--- START ---

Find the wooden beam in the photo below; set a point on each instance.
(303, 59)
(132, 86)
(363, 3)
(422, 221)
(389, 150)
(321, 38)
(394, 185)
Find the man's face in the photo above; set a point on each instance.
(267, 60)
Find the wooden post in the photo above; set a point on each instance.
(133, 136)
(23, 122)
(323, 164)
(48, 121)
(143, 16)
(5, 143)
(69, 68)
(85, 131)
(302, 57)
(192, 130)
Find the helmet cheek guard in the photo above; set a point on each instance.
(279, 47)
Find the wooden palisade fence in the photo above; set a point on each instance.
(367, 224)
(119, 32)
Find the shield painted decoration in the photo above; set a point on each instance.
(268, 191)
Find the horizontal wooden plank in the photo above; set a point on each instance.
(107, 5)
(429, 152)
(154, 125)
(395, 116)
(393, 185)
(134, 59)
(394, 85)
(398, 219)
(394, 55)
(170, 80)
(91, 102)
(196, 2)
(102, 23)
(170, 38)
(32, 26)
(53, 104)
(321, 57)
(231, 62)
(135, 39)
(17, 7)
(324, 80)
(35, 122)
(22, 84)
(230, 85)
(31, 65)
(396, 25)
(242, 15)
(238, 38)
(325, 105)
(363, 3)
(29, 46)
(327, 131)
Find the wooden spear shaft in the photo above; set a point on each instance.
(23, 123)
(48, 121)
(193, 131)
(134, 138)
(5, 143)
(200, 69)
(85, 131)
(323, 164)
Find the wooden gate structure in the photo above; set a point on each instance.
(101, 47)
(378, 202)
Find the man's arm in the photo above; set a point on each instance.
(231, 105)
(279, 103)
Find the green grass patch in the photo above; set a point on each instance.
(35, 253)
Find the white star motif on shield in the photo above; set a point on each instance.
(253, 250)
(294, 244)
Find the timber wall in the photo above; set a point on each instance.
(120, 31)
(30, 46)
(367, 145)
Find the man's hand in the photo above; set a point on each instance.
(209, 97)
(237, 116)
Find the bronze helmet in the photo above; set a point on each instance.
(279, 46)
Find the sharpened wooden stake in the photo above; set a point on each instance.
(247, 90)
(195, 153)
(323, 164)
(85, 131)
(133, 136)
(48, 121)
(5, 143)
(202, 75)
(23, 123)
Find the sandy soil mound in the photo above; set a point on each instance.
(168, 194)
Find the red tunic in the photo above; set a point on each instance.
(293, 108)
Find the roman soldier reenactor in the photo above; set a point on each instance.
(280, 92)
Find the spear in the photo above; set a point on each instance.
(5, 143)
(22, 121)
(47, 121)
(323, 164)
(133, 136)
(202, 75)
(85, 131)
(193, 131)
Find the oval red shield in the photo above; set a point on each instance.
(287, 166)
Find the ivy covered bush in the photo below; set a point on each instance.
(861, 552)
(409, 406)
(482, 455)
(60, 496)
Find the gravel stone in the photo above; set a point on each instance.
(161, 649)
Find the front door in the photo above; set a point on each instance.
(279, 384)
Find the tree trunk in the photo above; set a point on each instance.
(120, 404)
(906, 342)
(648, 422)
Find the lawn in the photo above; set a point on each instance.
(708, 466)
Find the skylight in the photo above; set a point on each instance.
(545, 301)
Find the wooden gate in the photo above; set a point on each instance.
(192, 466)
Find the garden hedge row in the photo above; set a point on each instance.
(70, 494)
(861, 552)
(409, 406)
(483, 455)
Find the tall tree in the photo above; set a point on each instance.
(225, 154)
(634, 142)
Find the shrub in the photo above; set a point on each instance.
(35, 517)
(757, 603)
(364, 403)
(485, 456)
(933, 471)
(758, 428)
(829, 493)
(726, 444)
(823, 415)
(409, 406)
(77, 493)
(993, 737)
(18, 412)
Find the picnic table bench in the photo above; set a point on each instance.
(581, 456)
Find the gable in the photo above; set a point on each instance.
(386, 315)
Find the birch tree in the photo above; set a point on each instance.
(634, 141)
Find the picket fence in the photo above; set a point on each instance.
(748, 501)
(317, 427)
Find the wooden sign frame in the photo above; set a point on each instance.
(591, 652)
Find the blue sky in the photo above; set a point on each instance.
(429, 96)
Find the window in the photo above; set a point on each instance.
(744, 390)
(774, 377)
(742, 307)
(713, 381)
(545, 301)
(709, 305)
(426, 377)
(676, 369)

--- END ---

Nothing in the data may be left out. Copy all of it exactly.

## Expected output
Find the wooden beam in the photo below; set a point on each instance.
(303, 59)
(132, 86)
(363, 3)
(422, 221)
(389, 150)
(321, 38)
(394, 185)
Find the man's face in the photo above; set a point on each instance.
(267, 60)
Find the wooden post in the photo above; set a point on each instance.
(133, 136)
(23, 122)
(323, 164)
(48, 121)
(143, 16)
(5, 143)
(69, 68)
(85, 131)
(302, 57)
(192, 130)
Find the helmet cheek guard in the photo above; set a point on each instance.
(279, 47)
Find the wooden palisade fence in the photo above; set a point on each instance.
(367, 224)
(119, 32)
Find the shield painted decoration in the photo above; set a point on each instance.
(268, 191)
Find the horizontal wooden plank in the photo above; set a point on each instance.
(107, 5)
(429, 152)
(154, 125)
(395, 116)
(393, 185)
(134, 59)
(394, 85)
(398, 219)
(394, 55)
(170, 80)
(91, 102)
(196, 2)
(102, 23)
(170, 38)
(32, 26)
(53, 104)
(321, 57)
(231, 62)
(135, 39)
(17, 7)
(324, 80)
(35, 122)
(22, 84)
(230, 85)
(31, 65)
(396, 25)
(242, 15)
(238, 38)
(325, 105)
(363, 3)
(29, 46)
(327, 131)
Find the wooden spear shaft in the photo above; set a point on each instance.
(23, 123)
(48, 121)
(193, 131)
(134, 138)
(5, 143)
(200, 69)
(85, 131)
(323, 164)
Find the wooden gate structure in the photo above; set a point on each instance.
(101, 47)
(378, 202)
Find the man's arm in the photo above; set a point on each instance.
(231, 105)
(279, 103)
Find the green grass patch in the photo above; set a point on each instance.
(35, 253)
Find the white star motif on shield in the photo above; set a point on each instance.
(253, 250)
(294, 244)
Find the timber wall in the photo above; set a point on each instance.
(120, 31)
(30, 46)
(367, 145)
Find the man's hand in the photo above; set a point on each instance.
(209, 97)
(237, 116)
Find the bronze helmet in the photo above; set a point on each instance.
(279, 46)
Find the sharpened wooden stake in the photo above; set a point on each instance.
(247, 90)
(195, 153)
(323, 164)
(85, 131)
(133, 136)
(48, 121)
(5, 143)
(202, 75)
(23, 123)
Find the sandy soil mound in the photo above; set a point on each instance.
(168, 194)
Find the red tunic in the photo above; set a point on each instance.
(293, 108)
Find the roman soldier reenactor in the photo above; set a point on each instance.
(280, 92)
Find the spear in the photo above; set a point on each instance.
(5, 143)
(22, 121)
(47, 121)
(323, 164)
(133, 136)
(202, 75)
(85, 131)
(193, 131)
Find the oval red shield in the photo above; set a point on each instance.
(287, 166)
Find the ivy covered bush in the photo below; set a point on each instance.
(861, 552)
(409, 406)
(482, 455)
(60, 496)
Find the gravel stone in the photo above; set a point on each instance.
(161, 649)
Find the front door in the photo above; set a point on each instance.
(279, 384)
Find the tree trunk in the photo above; set a point on each instance.
(120, 404)
(906, 342)
(648, 422)
Find the lawn in the photo above; set a point on each instance.
(708, 466)
Find the skylight in the photo above; set a point on each instance.
(545, 301)
Find the wooden gate in the photo above; set a point on each instance.
(192, 466)
Find the garden hedge row in the photo above; set a point on each instance.
(70, 494)
(861, 552)
(409, 406)
(483, 455)
Find the tall tree in the photo above; set a point on each instance.
(225, 154)
(634, 142)
Find the shrub in the photo above; set a point on each instance.
(35, 517)
(757, 603)
(364, 403)
(485, 456)
(933, 471)
(758, 428)
(829, 493)
(726, 444)
(823, 415)
(409, 406)
(77, 493)
(993, 737)
(18, 412)
Find the picnic table bench in the photo above; set a point on each instance.
(581, 456)
Find the gable in the photo above; set a point on each instance.
(386, 315)
Find the birch tree in the photo above; set a point on each instance.
(634, 141)
Find the picket fence in the photo above; set a point on each instance.
(748, 501)
(317, 427)
Find the wooden sign frame in the photo above; set a point on each instance.
(591, 652)
Find the blue sky in the photo above; set a point on each instance.
(429, 96)
Find the window in the photo above; set a point on each instance.
(744, 390)
(774, 377)
(742, 307)
(713, 381)
(545, 301)
(709, 305)
(426, 377)
(676, 369)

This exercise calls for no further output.